Exercise data >>
Segment Open

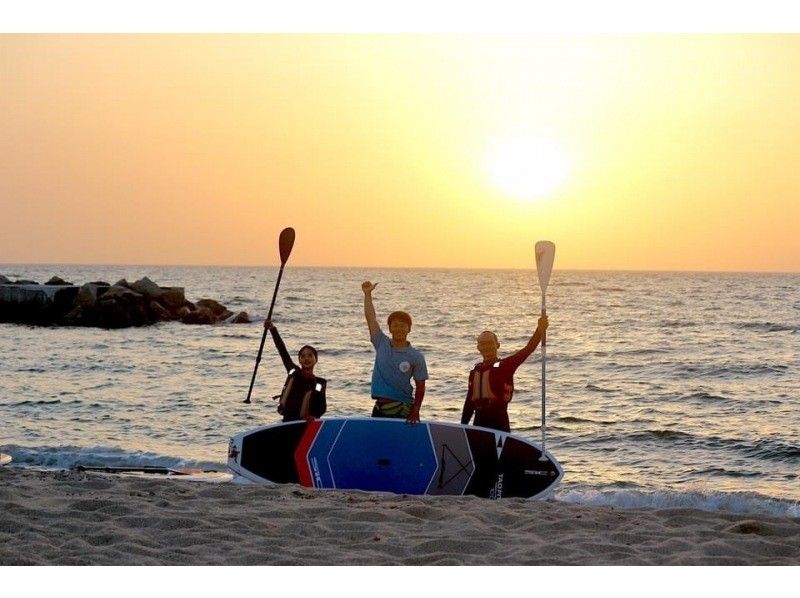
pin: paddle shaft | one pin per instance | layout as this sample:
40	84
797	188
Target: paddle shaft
544	361
264	336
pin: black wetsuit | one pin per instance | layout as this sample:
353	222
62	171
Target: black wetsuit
302	396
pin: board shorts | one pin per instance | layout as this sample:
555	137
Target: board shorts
397	409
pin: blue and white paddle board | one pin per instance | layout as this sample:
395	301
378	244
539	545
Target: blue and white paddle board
389	455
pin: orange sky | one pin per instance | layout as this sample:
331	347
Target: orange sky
198	149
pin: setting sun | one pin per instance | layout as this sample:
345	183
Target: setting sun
527	167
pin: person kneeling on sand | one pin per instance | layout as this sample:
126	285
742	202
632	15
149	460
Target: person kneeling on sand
303	394
491	381
396	363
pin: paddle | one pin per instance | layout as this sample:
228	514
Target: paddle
545	254
285	244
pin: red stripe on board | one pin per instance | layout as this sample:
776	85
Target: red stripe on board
301	453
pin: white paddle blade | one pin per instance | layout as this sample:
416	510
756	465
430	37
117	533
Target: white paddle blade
545	254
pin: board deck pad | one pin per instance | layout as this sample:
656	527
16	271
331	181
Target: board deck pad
388	455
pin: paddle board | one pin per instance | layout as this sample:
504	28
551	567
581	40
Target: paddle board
192	475
389	455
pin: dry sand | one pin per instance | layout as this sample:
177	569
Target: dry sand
71	518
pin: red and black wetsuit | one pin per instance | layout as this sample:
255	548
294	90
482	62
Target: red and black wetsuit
491	387
302	396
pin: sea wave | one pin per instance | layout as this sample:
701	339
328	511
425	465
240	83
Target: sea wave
70	457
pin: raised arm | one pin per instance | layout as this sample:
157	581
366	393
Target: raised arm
369	307
523	354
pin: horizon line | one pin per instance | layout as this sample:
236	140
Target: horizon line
332	267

Segment Closed

About this exercise >> Type the lines above out again exactly as they appear, skipping every picture.

Task answer >>
pin: paddle shaft | one pin per instance | layout as this sample:
40	84
797	188
Target: paddle shaft
544	361
264	336
pin: black wetsuit | one pin per instance | layout as this sample:
353	222
62	171
Target: black wetsuit
302	396
pin: board shorts | one pin per instance | layout as this sample:
555	137
Target: board shorts
397	409
pin: blue and white paddle board | one pin per instance | layout as this sample:
395	301
378	244
539	545
Target: blue and white paddle board
389	455
pin: orange sky | one pin per instance | layout as this sample:
331	347
Target: orange sky
198	149
pin: setting sun | one pin per instance | layout as this sample:
345	183
Target: setting sun
527	167
pin: person kneeling on sand | one pin per instance | layout as this sample:
126	285
742	202
632	15
149	460
Target: person kneeling on sand
303	394
491	381
396	363
pin: paddle | one pin per instance | layout as this sample:
228	514
Target: paddle
545	254
285	244
pin: red stripe on board | one pin per instance | layout as this sample:
776	85
Target: red stripe on board
301	453
pin: white paddle blade | one pin per instance | layout as this sample:
416	510
756	465
430	37
117	533
Target: white paddle blade
545	254
pin: board deck pad | one pin per instance | layout as this sample:
656	527
16	271
331	181
Target: board deck pad
388	455
pin: paddle board | one pin per instance | layout as this sample:
504	28
551	567
581	40
Target: paddle board
192	475
389	455
pin: dry sand | one pin per instance | layout as this sample:
177	569
Target: dry sand
71	518
pin: red and black wetsuit | one pin per instance | layout as this sample:
255	548
294	90
482	62
Target: red and black wetsuit
491	387
302	396
pin: sea wave | one pin per instance | layout as this sample:
701	339
328	511
425	465
240	83
Target: sea wave
70	457
pin: raised arm | one pin per instance | layout as this sample:
157	581
366	393
Target: raised arm
369	307
523	354
pin: horizon line | one pin per instance | layout as this sample:
236	140
Target: horizon line
332	267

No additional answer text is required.